Didukung dengan modal sosial yang tinggi, Indonesia sebenarnya mampu mengembangkan sebuah model komunitas “Regeneratif” untuk daerah perkotaan. Kata “Regeneratif” merujuk pada definisi yang dikemukakan oleh Bill Reed dan Pamela Mang (2020), yaitu sebuah pendekatan pembangunan yang menyatukan alam dan manusia dalam satu sistem yang saling berkaitan untuk memampukan alam dalam memulihkan dan memperbaharui keadaannya melalui partisipasi positif manusia. Komunitas “Regeneratif” fokus pada pemberdayaan unsur-unsur lokalitas untuk mendukung pertumbuhannya di masa depan dan menekan emisi karbon yang disebabkan oleh distribusi dan konsumsi.

Pembentukan komunitas “Regeneratif” dapat dimulai dari penerapan pertanian kota, pengolahan air dan pendayagunaan limbah domestik. Kemandirian energi dan pendayagunaan limbah yang lebih rumit seperti pakaian bekas, sampah barang elektronik dan material bangunan bisa menjadi prioritas pada tahap berikutnya sehingga komunitas binaan semakin mapan dalam menjalankan praktek ekonomi sirkuler. Pusat daur ulang, bengkel kreatif, ruang kerja bersama, galeri komunitas dan ruang sejenis yang mendorong produksi lokal adalah komponen penting komunitas “Regeneratif” disamping ruang-ruang terbuka publik yang mendukung interaksi sosial.

Seiring dengan kebutuhan untuk berkembang secara fisik, komunitas “Regeneratif” akan tumbuh secara vertikal untuk meminimalkan penggunaan lahan secara horizontal. Dukungan sistem transportasi hijau yang berorientasi pada pejalan kaki, pesepeda serta penggunaan transportasi publik dan kendaraan rendah emisi akan meningkatkan keefektifan model ini. Sistem evaluasi yang melibatkan anggota komunitas secara aktif menjadi penting dalam menjamin keberlangsungan komunitas “Regeneratif” dan lingkaran sirkuler komunitas tersebut secara mandiri. Model inilah yang kemudian bisa direplikasi terutama untuk kota-kota besar dan dikembangkan lebih lanjut untuk daerah pinggiran kota (peri-urban) dan pedesaan dengan penyesuaian terhadap konteksnya masing-masing.

(Butir dari sebuah dataset)
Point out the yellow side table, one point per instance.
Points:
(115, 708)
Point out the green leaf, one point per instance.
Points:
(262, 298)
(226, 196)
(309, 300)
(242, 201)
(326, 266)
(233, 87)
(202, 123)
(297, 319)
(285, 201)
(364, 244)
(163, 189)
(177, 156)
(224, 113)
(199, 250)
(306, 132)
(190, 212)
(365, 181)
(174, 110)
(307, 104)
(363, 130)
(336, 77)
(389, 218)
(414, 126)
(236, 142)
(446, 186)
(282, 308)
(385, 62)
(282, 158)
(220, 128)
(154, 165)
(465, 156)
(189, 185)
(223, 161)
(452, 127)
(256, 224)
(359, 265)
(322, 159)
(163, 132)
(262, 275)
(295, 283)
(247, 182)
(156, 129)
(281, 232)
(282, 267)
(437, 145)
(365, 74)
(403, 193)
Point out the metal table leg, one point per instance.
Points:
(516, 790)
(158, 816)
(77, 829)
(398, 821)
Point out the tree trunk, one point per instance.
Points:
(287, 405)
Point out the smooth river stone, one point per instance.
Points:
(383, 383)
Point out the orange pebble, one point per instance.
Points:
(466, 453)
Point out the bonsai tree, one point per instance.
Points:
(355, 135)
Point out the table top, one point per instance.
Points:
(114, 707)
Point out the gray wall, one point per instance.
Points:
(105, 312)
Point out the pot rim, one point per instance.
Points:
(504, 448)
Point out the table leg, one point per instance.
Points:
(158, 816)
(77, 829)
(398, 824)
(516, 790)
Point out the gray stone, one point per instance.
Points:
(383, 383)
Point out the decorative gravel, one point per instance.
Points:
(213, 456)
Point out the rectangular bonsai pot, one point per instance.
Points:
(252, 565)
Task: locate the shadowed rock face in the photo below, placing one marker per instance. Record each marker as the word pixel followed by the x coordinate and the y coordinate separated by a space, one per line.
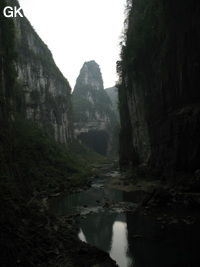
pixel 95 119
pixel 97 140
pixel 159 94
pixel 46 92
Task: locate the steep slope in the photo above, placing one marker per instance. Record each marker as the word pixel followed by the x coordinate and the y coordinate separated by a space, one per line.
pixel 159 91
pixel 95 120
pixel 46 92
pixel 113 95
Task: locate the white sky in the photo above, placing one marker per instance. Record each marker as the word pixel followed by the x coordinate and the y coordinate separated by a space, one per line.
pixel 77 31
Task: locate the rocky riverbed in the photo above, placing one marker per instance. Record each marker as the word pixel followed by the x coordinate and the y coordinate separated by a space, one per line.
pixel 151 202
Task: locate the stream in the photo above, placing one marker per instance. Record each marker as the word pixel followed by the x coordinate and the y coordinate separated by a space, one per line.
pixel 110 221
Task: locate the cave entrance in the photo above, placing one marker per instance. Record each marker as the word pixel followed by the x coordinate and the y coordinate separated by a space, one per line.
pixel 97 140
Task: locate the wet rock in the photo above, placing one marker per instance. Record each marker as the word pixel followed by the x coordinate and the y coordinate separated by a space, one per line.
pixel 159 196
pixel 106 205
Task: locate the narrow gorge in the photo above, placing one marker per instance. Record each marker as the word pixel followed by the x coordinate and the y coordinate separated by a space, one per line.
pixel 101 177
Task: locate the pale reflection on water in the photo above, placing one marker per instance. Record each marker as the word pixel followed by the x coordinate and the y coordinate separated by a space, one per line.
pixel 118 247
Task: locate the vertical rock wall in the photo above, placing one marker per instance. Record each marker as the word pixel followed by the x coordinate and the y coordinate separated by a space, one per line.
pixel 160 84
pixel 95 120
pixel 47 93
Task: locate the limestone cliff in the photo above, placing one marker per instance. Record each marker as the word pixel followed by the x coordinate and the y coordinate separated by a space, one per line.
pixel 95 120
pixel 46 91
pixel 112 92
pixel 159 86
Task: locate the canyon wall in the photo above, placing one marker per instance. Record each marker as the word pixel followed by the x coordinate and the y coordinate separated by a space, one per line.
pixel 46 92
pixel 159 87
pixel 94 117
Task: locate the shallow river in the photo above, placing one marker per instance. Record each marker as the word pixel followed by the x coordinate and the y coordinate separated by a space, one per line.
pixel 109 221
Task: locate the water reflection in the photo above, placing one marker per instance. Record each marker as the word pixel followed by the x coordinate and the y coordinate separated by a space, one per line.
pixel 109 233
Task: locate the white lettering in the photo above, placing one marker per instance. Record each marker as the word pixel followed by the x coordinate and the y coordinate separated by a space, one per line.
pixel 17 11
pixel 8 13
pixel 12 12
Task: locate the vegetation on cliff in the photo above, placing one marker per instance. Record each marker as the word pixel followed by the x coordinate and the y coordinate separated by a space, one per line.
pixel 32 166
pixel 159 68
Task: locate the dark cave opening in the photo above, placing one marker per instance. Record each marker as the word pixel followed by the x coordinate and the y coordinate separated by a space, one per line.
pixel 97 140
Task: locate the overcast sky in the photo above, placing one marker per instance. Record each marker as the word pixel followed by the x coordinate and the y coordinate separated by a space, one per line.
pixel 77 31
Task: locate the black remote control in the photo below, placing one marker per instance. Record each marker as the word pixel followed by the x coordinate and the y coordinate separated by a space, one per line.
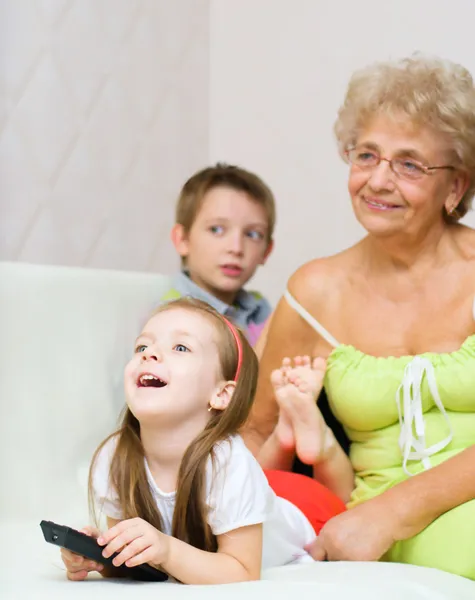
pixel 87 546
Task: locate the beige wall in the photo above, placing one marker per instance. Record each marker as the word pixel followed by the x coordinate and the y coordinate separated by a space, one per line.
pixel 279 69
pixel 103 114
pixel 106 106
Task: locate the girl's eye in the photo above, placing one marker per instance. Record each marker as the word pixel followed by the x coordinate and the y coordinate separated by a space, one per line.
pixel 255 235
pixel 181 348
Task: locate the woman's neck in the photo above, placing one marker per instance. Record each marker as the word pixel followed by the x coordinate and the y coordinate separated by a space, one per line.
pixel 409 254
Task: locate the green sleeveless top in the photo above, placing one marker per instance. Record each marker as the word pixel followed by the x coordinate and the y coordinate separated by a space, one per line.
pixel 401 414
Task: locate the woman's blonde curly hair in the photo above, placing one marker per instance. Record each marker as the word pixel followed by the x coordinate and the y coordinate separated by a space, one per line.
pixel 427 91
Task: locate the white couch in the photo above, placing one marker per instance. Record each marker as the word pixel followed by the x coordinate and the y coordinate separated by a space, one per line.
pixel 65 334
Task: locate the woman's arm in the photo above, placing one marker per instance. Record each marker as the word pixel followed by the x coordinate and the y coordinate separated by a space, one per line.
pixel 238 558
pixel 367 531
pixel 287 335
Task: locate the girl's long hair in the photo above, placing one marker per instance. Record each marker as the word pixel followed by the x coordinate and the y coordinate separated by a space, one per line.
pixel 127 471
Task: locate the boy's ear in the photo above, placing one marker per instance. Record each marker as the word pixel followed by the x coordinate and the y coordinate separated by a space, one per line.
pixel 179 239
pixel 222 396
pixel 270 247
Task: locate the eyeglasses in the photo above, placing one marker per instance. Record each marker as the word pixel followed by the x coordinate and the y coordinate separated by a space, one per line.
pixel 407 168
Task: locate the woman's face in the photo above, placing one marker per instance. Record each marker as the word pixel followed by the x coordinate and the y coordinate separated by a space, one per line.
pixel 386 203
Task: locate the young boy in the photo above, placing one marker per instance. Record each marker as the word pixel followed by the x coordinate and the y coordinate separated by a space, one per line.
pixel 225 219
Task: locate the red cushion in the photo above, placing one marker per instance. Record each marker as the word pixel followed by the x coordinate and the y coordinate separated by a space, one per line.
pixel 316 501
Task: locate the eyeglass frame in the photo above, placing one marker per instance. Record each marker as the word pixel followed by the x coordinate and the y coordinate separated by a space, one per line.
pixel 425 170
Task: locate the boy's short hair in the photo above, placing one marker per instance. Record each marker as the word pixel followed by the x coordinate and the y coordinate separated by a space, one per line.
pixel 223 175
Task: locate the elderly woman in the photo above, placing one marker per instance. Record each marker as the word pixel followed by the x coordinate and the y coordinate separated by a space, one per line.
pixel 394 317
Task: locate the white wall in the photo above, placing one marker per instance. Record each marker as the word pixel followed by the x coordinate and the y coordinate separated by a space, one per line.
pixel 106 106
pixel 279 69
pixel 103 114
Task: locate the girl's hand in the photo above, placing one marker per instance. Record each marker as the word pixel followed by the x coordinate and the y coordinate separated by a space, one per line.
pixel 136 542
pixel 78 567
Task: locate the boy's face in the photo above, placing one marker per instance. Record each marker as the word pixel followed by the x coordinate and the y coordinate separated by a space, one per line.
pixel 226 243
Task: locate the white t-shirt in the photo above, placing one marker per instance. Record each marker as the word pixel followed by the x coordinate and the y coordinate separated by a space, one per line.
pixel 238 494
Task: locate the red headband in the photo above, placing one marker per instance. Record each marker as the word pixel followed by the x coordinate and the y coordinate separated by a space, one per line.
pixel 239 347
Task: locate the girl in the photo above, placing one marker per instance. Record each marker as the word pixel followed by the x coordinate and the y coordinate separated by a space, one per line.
pixel 178 486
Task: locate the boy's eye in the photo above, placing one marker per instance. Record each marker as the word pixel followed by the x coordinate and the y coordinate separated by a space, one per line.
pixel 180 348
pixel 255 235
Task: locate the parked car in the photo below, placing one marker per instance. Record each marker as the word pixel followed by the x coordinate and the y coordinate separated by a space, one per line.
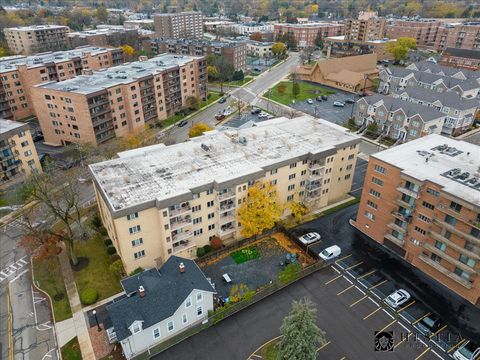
pixel 468 351
pixel 309 238
pixel 330 253
pixel 397 298
pixel 429 324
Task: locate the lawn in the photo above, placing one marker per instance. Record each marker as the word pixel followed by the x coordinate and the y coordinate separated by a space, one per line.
pixel 245 254
pixel 307 90
pixel 71 350
pixel 97 274
pixel 48 276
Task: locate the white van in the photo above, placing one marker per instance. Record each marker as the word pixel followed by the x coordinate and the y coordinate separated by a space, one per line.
pixel 330 252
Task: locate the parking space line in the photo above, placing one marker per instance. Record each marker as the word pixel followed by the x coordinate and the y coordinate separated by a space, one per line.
pixel 373 312
pixel 455 346
pixel 344 290
pixel 365 275
pixel 406 306
pixel 437 332
pixel 423 353
pixel 332 280
pixel 376 285
pixel 359 300
pixel 357 264
pixel 321 347
pixel 424 316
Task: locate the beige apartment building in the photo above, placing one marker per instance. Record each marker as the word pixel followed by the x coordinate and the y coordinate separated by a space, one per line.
pixel 18 74
pixel 33 39
pixel 184 25
pixel 18 156
pixel 118 101
pixel 421 200
pixel 162 200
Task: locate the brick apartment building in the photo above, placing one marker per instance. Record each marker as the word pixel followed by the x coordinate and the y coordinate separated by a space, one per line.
pixel 184 25
pixel 18 156
pixel 305 34
pixel 235 52
pixel 459 35
pixel 120 100
pixel 421 200
pixel 33 39
pixel 19 73
pixel 424 31
pixel 160 201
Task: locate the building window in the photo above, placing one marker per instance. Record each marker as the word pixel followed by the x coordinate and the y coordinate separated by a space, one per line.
pixel 132 216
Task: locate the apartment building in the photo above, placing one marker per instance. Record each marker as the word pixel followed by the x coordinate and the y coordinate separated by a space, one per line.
pixel 398 119
pixel 431 76
pixel 460 112
pixel 184 25
pixel 33 39
pixel 366 28
pixel 162 200
pixel 461 58
pixel 421 200
pixel 235 52
pixel 118 101
pixel 18 74
pixel 18 156
pixel 305 34
pixel 424 31
pixel 459 35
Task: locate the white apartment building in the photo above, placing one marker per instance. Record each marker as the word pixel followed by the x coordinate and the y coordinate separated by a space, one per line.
pixel 162 200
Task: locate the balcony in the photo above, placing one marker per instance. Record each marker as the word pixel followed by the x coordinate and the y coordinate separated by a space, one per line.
pixel 464 282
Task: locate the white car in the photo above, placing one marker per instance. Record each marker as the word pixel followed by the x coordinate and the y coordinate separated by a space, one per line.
pixel 397 298
pixel 330 253
pixel 309 238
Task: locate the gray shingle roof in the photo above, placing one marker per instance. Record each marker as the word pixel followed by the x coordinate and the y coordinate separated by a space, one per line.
pixel 165 290
pixel 393 104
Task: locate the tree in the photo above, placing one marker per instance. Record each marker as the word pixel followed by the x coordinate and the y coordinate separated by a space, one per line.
pixel 261 211
pixel 301 336
pixel 198 129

# [INSTRUKSI KERJA]
Sebutkan tiga hal yang menurut teks sumber dapat menjadi awal pembentukan komunitas “Regeneratif”.

# [JAWABAN TUGAS]
Penerapan pertanian kota, pengolahan air, dan pendayagunaan limbah domestik.